Task prompt: Please rewrite the lines below with "green leaf" changed to "yellow leaf" and nothing else altered.

The data:
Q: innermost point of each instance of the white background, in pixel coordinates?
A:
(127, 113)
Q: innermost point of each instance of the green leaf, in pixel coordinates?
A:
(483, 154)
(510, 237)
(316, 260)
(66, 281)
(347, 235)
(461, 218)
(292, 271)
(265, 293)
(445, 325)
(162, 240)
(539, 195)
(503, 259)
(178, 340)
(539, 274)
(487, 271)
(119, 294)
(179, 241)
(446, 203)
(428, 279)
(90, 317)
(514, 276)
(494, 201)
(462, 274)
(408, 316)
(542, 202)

Result of the task:
Q: innermost point of each instance of the white background, in pixel coordinates?
A:
(127, 113)
Q: innermost point of each instance of the yellow leaf, in pixel coordinates?
A:
(483, 154)
(510, 237)
(316, 260)
(66, 281)
(347, 235)
(461, 218)
(292, 271)
(265, 293)
(445, 325)
(162, 240)
(539, 195)
(503, 259)
(178, 340)
(539, 274)
(487, 271)
(119, 294)
(179, 241)
(446, 203)
(428, 279)
(90, 317)
(514, 276)
(494, 201)
(462, 274)
(408, 316)
(542, 202)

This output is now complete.